Using the records below, copy every line that holds the string "head".

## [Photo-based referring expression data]
= = = = = = =

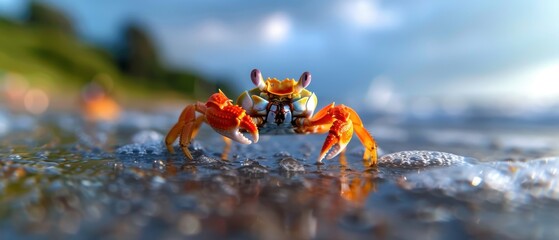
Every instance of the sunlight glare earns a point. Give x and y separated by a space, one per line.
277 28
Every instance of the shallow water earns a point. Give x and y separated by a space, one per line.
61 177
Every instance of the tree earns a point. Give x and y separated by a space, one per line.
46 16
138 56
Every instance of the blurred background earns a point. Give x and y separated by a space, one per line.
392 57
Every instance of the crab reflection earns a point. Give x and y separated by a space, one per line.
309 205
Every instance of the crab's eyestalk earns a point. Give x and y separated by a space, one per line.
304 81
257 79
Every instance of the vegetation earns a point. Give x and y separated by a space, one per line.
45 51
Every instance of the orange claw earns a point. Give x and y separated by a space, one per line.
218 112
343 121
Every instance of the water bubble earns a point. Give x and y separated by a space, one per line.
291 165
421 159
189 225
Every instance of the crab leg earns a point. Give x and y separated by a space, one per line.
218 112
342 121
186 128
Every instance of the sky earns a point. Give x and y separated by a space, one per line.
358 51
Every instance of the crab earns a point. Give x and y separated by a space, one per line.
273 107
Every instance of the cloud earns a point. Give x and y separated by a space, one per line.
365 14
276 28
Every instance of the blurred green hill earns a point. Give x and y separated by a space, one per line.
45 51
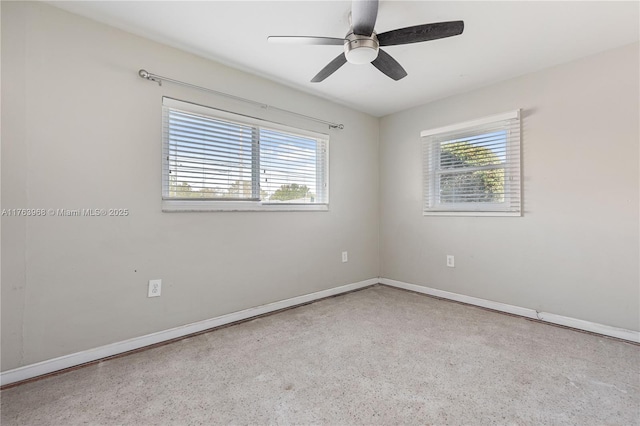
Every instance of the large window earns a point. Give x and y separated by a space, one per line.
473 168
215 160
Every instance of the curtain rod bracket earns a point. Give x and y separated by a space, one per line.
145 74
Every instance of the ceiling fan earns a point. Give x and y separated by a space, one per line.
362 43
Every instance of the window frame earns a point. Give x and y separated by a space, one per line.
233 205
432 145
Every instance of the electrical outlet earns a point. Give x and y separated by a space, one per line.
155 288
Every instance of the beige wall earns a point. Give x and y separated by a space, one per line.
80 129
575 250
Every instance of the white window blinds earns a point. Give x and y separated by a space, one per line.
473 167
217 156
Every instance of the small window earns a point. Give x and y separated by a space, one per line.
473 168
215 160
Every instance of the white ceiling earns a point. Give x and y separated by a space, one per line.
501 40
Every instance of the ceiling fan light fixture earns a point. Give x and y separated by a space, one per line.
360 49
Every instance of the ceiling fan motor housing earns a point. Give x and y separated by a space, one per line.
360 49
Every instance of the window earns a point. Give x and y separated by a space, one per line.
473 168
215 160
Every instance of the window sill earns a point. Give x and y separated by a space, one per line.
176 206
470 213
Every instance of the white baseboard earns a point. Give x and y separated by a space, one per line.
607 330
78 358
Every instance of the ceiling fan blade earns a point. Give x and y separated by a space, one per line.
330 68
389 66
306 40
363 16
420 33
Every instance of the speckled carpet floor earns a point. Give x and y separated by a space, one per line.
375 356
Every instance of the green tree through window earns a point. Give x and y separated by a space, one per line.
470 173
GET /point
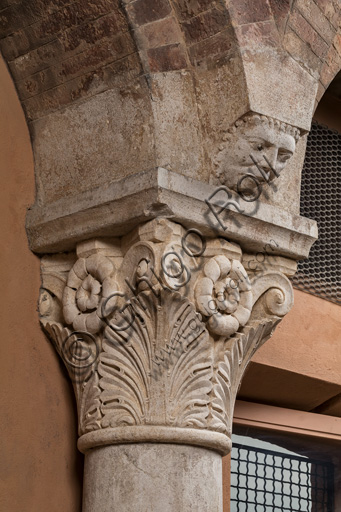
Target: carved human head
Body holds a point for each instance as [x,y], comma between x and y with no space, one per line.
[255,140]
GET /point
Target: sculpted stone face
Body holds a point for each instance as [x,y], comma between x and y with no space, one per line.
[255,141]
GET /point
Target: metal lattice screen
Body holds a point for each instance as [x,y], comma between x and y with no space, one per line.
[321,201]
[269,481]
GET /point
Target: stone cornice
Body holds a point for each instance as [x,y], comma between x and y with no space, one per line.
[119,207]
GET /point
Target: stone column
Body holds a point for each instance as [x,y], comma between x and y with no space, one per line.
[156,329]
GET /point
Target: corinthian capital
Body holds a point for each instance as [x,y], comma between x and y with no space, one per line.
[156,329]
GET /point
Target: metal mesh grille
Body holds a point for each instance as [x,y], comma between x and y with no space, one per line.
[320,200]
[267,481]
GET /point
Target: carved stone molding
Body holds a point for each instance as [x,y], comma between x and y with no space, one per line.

= = = = = = =

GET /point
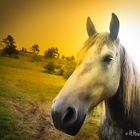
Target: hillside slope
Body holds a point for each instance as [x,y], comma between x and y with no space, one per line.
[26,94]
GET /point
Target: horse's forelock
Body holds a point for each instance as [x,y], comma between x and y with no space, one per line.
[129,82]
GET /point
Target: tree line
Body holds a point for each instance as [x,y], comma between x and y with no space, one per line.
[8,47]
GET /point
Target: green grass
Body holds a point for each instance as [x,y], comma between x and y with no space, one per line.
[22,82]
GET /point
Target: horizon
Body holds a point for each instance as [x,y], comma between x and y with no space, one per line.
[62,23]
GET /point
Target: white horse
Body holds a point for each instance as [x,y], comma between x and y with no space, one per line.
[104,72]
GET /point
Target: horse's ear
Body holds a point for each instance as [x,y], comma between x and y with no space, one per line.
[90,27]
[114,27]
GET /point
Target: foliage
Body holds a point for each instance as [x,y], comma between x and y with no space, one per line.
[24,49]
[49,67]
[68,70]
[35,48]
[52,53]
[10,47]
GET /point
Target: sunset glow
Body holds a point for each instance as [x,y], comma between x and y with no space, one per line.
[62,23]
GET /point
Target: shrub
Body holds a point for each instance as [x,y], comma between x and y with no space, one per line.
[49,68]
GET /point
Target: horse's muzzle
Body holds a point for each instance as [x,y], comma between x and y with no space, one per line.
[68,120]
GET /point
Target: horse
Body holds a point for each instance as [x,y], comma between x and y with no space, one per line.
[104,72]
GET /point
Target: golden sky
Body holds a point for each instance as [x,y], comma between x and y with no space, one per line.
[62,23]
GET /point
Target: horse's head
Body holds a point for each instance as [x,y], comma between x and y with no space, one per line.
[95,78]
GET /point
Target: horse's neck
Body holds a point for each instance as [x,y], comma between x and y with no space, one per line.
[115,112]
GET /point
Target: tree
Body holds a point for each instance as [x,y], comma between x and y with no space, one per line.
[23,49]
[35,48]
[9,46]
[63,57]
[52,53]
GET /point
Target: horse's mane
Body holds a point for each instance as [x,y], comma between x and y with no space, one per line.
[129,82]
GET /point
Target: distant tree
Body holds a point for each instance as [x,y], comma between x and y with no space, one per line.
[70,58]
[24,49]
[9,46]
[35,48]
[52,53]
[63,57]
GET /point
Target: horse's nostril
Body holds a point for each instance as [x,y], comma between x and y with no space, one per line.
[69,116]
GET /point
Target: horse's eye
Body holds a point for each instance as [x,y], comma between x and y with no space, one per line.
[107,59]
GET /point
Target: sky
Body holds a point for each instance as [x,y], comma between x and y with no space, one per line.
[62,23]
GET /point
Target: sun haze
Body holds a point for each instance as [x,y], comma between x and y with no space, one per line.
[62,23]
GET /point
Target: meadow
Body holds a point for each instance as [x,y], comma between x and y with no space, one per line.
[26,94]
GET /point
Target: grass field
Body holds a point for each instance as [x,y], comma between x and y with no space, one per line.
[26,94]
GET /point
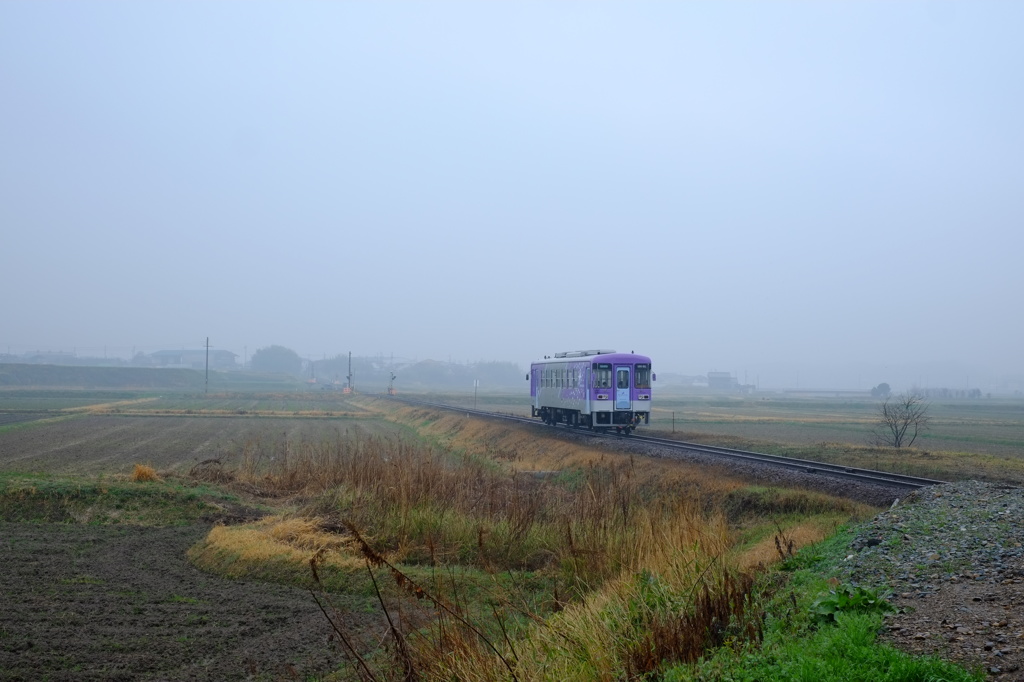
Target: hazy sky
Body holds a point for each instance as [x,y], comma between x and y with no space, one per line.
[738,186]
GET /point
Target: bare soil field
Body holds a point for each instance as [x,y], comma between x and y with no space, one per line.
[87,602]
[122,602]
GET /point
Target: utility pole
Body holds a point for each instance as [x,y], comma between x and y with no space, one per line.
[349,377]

= = = = = = =

## [Response for this exercise]
Target: carved human head
Target: horse's head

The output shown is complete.